■ **PROBLEM DESCRIPTION**
Print the records below verbatim, preserving every line and its order.

<<<<

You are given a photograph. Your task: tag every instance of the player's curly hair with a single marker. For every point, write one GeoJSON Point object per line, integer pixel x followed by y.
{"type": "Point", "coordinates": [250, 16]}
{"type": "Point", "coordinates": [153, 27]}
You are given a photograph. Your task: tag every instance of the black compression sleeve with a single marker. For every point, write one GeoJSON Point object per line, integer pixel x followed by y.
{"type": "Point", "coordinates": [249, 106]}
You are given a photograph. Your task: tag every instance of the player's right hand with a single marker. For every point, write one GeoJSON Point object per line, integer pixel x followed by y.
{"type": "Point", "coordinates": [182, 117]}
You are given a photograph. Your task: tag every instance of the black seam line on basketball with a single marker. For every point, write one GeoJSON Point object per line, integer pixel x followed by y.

>>>>

■ **SOLUTION**
You are given a photograph. Your task: tag every instance of the player's curly hair with a single marker. For every point, write one GeoJSON Point object per line, integer pixel x followed by y.
{"type": "Point", "coordinates": [250, 16]}
{"type": "Point", "coordinates": [153, 27]}
You are given a photograph. Your task: tag every instance of the black compression sleeve with a single marker. For every point, write one GeoJSON Point object per line, integer pixel x followed by y.
{"type": "Point", "coordinates": [249, 106]}
You are given a photograph. Your task: tag every instance of the player's right hand with a single marker. For every point, write one GeoJSON Point object per line, integer pixel x followed by y.
{"type": "Point", "coordinates": [182, 117]}
You are given a photograph. Your task: tag every instance of the black seam line on basketball with a single marker. For every point, write one GeoJSON Point object per line, integer pixel x followed by y.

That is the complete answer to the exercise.